• [PROVIDED PASSAGE]:
BEGIN

The Center has been using the Da Vinci Robot Surgical System for a number of years. Within the last year, the Center acquired the latest model of the Da Vinci Surgical System.

This equipment is comparable to what is used in any larger hospital or Medical Center in the mainland or around the globe.

This state-of-the-art robotic surgical equipment is used for performing routine and complex surgery.

The robotics has allowed surgeons to perform minimally invasive surgery that ultimately translates into quicker recovery time, less scarring in patients and better quality of life.

Unlike traditional surgery, where a an operating room staff hovers around the surgery table, during 'robotic' surgical procedures, the surgeon sits at a console and looks through a 3-dimensional viewfinder at a high definition 3-D image of the patient.

As the surgeon maneuvers the controls, the robot translates the movement of the hand into precise movements of tiny instruments inside the body.

Without this equipment, accessing certain body parts can be very difficult.

LTC Jay Schuster, a Tripler Registered Nurse and Perioperative Nursing Consultant to The Army Surgeon General, works with the robotic equipment daily and has seen the technology evolve through the years.

"This is really a proprietary system that allows for greater enhanced access to areas that human hands can't actually get to; so it has improved articulation and improved perspective that allows for more complicated procedures that would take a longer period of time or require enhanced dissection," Schuster explained. "It is a much more user friendly system with better articulation that can do far, far, far better, than anything the human hand can anatomically do -- so 360 on 360, a circle in a circle," he added.

END

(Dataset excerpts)
BEGIN

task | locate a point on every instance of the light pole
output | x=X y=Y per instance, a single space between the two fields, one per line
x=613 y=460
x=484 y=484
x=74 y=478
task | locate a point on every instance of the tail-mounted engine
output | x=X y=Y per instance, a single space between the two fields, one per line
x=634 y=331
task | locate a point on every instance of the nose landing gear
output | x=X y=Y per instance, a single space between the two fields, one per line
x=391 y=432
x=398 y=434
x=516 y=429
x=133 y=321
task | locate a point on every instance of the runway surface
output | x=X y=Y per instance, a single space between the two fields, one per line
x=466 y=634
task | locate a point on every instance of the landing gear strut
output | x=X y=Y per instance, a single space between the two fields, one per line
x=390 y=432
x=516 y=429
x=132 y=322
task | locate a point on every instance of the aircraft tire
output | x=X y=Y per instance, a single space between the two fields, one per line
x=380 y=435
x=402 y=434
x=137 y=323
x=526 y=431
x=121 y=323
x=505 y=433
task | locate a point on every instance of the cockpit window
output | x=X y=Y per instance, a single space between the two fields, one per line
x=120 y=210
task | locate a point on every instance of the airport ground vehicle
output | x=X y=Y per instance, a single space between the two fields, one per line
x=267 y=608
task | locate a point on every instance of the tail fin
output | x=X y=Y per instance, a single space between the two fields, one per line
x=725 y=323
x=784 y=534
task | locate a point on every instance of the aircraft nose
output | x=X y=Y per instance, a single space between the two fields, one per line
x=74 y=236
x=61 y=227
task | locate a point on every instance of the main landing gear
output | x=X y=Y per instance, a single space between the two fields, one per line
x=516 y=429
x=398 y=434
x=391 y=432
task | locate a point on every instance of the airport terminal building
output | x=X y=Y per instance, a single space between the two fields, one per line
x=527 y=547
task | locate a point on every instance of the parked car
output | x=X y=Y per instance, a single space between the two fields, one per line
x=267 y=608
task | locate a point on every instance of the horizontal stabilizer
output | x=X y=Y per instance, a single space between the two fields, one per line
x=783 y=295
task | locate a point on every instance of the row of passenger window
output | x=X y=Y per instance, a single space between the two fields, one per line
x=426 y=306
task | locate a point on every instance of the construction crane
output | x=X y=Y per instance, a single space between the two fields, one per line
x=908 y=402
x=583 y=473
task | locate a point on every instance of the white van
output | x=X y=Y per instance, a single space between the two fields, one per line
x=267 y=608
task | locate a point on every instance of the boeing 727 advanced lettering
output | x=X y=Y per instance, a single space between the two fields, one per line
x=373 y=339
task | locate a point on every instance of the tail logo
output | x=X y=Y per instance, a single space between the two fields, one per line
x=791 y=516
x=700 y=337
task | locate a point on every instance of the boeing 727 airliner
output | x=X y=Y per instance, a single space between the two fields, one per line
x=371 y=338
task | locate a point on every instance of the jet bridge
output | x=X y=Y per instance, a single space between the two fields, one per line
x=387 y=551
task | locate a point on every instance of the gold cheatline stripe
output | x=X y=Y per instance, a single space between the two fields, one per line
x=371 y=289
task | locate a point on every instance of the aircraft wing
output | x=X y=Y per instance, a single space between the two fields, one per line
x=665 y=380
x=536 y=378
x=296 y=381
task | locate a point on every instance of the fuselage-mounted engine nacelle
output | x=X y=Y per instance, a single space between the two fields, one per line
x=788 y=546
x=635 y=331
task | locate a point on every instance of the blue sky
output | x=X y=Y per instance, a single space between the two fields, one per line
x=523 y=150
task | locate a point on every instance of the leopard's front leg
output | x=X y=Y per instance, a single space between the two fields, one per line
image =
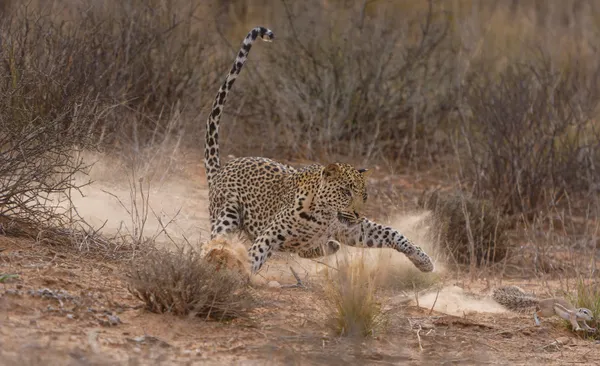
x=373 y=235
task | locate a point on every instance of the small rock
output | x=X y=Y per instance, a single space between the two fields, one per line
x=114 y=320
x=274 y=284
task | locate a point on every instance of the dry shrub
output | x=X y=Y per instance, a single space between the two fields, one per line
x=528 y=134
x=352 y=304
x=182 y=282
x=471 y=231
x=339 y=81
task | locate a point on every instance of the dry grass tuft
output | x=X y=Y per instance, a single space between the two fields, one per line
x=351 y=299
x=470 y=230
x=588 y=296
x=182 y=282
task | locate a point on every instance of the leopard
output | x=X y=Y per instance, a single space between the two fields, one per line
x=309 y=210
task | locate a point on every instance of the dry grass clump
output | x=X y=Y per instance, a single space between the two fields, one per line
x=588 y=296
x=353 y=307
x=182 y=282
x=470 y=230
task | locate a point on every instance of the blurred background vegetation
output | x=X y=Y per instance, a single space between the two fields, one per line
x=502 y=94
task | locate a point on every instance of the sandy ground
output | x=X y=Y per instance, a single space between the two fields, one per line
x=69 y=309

END

• [PROBLEM TO SOLVE]: Could you pick up the piece on the Da Vinci surgical robot after its last sentence and continue it?

• [SOLVED EXERCISE]:
With Tripler's focus on quality care for patients, the robot-advantage is not for surgeons alone.

Just as important, if not more so, are the advantages for patients. The minimally invasive surgery option eliminates the possibility of large scars.

In fact, most procedures for patients are performed through just a few small incisions, about 1-2 cm in diameter.

Most open surgeries would require much longer incisions which translate to longer recovery times.

"Take for example a patient with throat cancer. To access the tumor would require a long incision through the jaw and throat and perhaps even a break in the jawbone, causing possible disfigurement, difficulty eating, speaking and swallowing," said Schuster. "Using the Da Vinci, small area surgery such as throat surgery is much easier to perform. The arms of the Da Vinci allow an entire 360 degree articulation which your wrist just can't do. After making that entire circle, the Da Vinci can then make another circle…so a circle in a circle. The human wrist is not capable of making that kind of maneuver," he added.

One of the most important messages to beneficiaries deciding upon surgical care is that you no longer have to look to mainland clinics or go out of Tripler's treatment system for their specialty surgery; patients can have it all done at TAMC.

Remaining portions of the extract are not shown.